Material to process:
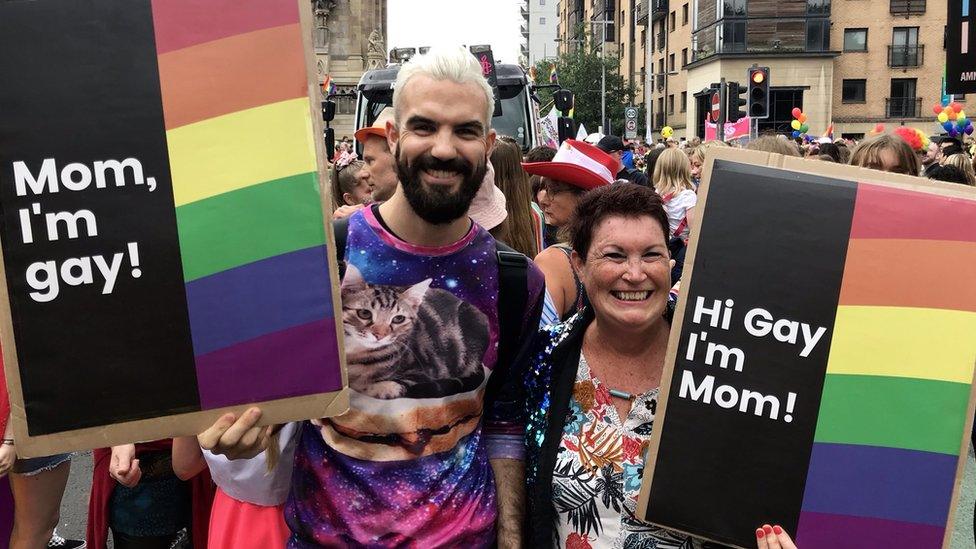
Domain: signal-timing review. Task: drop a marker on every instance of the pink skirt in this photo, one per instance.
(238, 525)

--

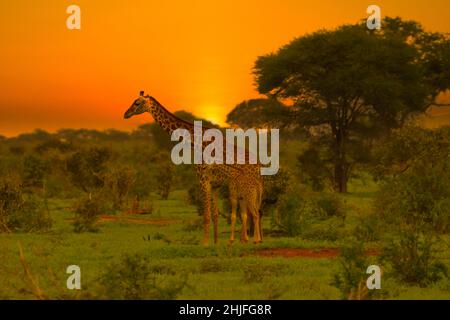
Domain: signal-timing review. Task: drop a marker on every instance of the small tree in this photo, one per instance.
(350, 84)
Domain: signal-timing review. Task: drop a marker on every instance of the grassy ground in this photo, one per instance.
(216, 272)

Exercise requirements: Count the lines in the entries above that contain the word "every". Reply with the number alone.

Written solution: 3